[EXTRACTED RECORDS — start]

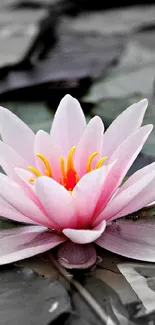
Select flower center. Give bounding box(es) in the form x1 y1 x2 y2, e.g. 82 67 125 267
28 146 107 191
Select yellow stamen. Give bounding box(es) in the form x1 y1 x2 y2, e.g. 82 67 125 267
60 156 66 179
96 156 108 169
28 166 41 177
86 152 99 172
29 177 35 183
36 153 52 177
67 146 76 172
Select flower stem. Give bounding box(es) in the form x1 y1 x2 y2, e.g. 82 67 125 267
48 254 109 324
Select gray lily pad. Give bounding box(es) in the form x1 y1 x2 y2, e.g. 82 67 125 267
83 28 155 104
83 64 155 103
0 265 71 325
64 5 155 36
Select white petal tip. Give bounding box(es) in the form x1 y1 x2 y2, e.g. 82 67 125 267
63 221 106 244
143 124 153 133
140 98 148 104
136 98 148 108
61 94 75 102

[EXTRACTED RECORDS — finish]

- [TASK]: From the first line to the last, retype the data exactly, without images.

- [ANSWER SECTION]:
Select flower center. Give bounding box(es) in the form x1 y1 x2 y2, e.g. 82 67 125 267
28 146 107 191
Select yellow stamen. Give bounding box(es) in the form x1 y1 x2 y2, e.g. 82 67 125 267
60 156 66 179
96 156 108 169
28 166 41 177
86 152 99 172
29 177 35 183
36 153 52 177
67 146 76 172
Select flower stem. Give bounding box(es) in the form x1 y1 x2 y2, e.g. 82 67 125 267
48 254 109 324
Select gray lily pad. Give bounding box(es) in the form x1 y1 x2 y2, e.g. 82 67 125 267
83 28 155 104
83 64 155 103
0 265 71 325
64 5 155 36
Select white petal tip. Give bounding box(es) in the form x1 y1 x2 y2, e.g. 82 67 125 267
63 221 106 244
143 124 153 133
140 98 148 104
136 98 148 108
61 94 75 102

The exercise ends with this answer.